Text section

Why? Because they know that landowners are going to ask for it. Why spend two or three rounds of negotiation on things that the pipeline companies will probably agree to anyway. Let’s speed up the negotiating process.
Also the provisions that the pipeline companies are starting to put in easement agreements are the provisions that were proposed in the eminent domain reform laws that did not pass. So there were a certain set of provisions that the reform law’s advocates really wanted to pipeline companies to put in in their standard easement agreement, and they’re starting to do that, so that’s good. But I’ll still say we can always do better than their first proposed easement agreement.
The type of easement, specific or blanket, is very important. Very seldom do I see a blanket easement. I do see some blanket easements on access roads, and we’ll talk about that.
Non-exclusive easement — a lot of times folks get that a little bit confused about this. They might say, “I only want this for Red Oak or Kinder Morgan”. But what this really means is do you only want this 50 foot wide easement to be used by Red Oak let’s say. If we make it a non-exclusive easement that means that Red Oak can’t allow whoever they want to put in additional pipelines. We’re going to limit it to one pipeline. So if Kinder Morgan or Magellan or Enterprise comes along later and says, we want to put a line parallel to their 50 foot easement and put another 50 foot easement right next to theirs. Well that’s beginning to take up 100 feet of your property.
If we make the easement non-exclusive, then it will open up the possibility that those easements could overlap. Maybe they’d overlap by 30 feet, so instead of 100 feet being taken up it’s 70 feet of your property being taken up. So there is some advantage to having a non-exclusive easement.
Once again, in any easement agreement we want to specify, or limit it to one pipe. We want to limit it to the diameter of the easement width. I’ve seen old pipeline easements that did not limit the number of lines. They put in the initial line and then of course will come back in and put another one, and the easement agreement actually allows them to do that.

Record excerpts
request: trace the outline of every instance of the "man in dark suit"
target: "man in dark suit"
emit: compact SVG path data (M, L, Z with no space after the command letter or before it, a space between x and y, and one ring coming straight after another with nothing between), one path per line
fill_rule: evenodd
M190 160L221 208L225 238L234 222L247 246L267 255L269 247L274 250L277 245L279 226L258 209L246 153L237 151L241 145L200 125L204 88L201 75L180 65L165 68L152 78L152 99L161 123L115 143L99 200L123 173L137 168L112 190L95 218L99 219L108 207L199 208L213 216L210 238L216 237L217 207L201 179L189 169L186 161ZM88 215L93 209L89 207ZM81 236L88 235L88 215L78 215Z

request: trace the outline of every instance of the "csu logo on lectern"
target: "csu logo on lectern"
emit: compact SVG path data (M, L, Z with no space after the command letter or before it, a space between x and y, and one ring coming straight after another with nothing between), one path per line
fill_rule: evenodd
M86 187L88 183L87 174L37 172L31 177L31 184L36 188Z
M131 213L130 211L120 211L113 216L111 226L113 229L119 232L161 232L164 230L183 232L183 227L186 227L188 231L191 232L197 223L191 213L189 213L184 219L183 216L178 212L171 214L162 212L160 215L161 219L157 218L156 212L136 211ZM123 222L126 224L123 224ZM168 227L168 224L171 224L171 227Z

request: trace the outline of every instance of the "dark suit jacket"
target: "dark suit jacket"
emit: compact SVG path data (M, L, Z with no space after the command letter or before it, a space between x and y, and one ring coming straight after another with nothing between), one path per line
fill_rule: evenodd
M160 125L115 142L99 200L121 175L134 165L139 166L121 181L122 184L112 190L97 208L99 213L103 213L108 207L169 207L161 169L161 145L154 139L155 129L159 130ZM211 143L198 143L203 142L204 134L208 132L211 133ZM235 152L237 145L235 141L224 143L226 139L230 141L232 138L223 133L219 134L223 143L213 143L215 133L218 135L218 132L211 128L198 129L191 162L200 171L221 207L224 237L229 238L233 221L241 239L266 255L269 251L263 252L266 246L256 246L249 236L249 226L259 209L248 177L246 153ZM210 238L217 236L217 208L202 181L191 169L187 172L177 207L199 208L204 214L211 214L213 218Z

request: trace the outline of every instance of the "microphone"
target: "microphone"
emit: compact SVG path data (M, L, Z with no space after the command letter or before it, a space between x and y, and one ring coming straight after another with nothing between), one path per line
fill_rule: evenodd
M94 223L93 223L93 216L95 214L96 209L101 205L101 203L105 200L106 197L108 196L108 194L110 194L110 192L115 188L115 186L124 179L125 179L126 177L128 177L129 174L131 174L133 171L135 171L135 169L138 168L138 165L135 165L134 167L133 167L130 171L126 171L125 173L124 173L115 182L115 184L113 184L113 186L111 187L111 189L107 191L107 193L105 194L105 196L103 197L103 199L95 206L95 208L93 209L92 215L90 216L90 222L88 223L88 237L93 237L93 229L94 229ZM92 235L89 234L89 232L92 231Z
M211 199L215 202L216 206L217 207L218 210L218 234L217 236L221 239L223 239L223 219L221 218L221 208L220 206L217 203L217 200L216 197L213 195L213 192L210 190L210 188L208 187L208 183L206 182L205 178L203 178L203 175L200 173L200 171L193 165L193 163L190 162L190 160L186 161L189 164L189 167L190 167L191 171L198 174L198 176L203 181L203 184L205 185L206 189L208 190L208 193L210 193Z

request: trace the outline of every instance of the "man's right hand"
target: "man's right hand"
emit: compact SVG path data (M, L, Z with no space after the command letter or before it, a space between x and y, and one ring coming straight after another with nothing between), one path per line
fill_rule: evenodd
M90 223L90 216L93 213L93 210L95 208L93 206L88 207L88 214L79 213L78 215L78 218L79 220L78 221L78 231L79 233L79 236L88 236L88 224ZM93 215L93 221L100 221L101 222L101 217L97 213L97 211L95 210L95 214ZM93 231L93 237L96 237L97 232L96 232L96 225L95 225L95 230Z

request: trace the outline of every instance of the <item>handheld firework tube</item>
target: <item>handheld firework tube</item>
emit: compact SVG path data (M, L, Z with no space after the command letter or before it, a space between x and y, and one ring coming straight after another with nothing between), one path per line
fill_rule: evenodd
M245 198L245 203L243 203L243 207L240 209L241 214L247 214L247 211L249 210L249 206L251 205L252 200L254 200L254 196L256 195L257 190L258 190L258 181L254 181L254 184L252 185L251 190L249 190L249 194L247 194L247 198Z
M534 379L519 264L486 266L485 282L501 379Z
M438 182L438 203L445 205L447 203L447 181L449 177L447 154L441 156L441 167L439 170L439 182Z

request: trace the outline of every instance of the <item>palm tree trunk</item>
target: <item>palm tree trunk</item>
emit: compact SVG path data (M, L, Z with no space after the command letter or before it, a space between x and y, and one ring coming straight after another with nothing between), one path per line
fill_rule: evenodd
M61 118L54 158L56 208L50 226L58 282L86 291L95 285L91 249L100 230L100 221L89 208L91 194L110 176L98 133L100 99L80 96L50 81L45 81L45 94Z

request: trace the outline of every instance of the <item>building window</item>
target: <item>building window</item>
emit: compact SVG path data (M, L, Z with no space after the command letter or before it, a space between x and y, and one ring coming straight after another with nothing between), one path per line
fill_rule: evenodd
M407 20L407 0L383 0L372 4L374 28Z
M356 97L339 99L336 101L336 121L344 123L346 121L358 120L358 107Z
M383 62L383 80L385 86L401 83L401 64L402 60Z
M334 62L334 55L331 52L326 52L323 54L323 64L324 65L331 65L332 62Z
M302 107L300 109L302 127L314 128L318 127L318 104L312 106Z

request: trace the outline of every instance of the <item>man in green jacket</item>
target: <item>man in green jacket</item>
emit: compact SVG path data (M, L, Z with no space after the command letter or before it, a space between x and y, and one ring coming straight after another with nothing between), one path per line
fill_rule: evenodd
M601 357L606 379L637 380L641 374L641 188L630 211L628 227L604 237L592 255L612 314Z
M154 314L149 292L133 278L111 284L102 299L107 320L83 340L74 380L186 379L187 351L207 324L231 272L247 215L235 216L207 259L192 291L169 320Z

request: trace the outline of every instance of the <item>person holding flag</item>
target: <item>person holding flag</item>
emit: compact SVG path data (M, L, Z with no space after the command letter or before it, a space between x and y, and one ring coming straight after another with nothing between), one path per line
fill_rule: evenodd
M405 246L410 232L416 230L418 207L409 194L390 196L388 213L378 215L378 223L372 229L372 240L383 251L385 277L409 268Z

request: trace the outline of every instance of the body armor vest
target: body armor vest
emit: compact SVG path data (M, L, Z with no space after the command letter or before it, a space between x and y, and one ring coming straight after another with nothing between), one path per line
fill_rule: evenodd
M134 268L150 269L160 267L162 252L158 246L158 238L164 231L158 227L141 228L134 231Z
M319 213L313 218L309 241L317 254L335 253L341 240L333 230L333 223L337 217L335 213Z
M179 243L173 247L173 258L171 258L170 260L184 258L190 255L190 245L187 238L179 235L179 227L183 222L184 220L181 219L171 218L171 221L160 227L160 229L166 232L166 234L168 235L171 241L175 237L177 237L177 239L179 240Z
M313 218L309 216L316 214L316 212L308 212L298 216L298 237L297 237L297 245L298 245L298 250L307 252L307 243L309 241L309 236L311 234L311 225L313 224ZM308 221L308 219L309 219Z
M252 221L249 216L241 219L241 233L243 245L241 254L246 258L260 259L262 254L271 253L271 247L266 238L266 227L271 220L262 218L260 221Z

Stated task
Please continue the passage on pipeline easement agreements, starting after its last sentence.

Result for this task
The easement agreement can limit the products that are in the line. Of course these pipeline companies want to have a very broad scope of products they can run through the line, because to them it’s an asset. Often times they sell the pipeline project once it’s in the ground five years or 10 years. Red Oak wants the ability to run crude oil through it, or something else through it, it depends on the need. So if they don’t want to limit the product.
In the Kinder Morgan PHP line, they started out with a very broad description of products. And then over time they narrowed it to natural gas only. So those are all parts that we like to specify and narrow in our easement agreement.
Also, specifying surface facilities if any. We start out saying we don’t want any service above ground facilities or any aboveground sites. They’re going to have the ability unfortunately in most cases to have a surface site if they want a surface site. So if there’s going to be a surface site, we need to add more compensation to you.
Reserve surface use. That’s important as well, to be able to specify in the easement agreement that you as a landowner can do these different things on the property or on the easement area.
Access roads is really important. Once again, they like a blanket or general right to use surface roads or existing roads or put a road anywhere on your property. Or the pipeline company wants the right to go all over your property to get to our easement area, and the right to go over any of your land adjacent to the land with the easement.
If you buy the land next door to your property, the pipeline company wants to automatically acquire the right to drive on your adjacent land to get to the pipeline if they say they need to. That’s what was included in the easement agreements in the past. So we got to be real careful with that.
Double ditching is pretty standard in most easement agreements nowadays.
We want damage provisions in the easement agreement in the event the pipeline company causes more damage.
Require restoration of the surface — this is a big one. I have a lot of pipeline easement breach of contract cases now. The pipeline company agreed that they would restore the surface and they didn’t. Well then what happens? It’s a breach of contract case. We need to make sure that our restoration provision helps us in the future if we need to file suit against the pipeline company.
The easement agreement should include provisions for fencing and road repairs or fencing requirements. That seems kind of trivial, but it’s not.
Termination of the easement agreement is a provision to consider in the easement agreement. Typically we have a provision that says if they don’t use the pipeline for a period of time, two, three, four, five years then the easement terminates. That’s in most easement agreements. Will that ever happen? I don’t know.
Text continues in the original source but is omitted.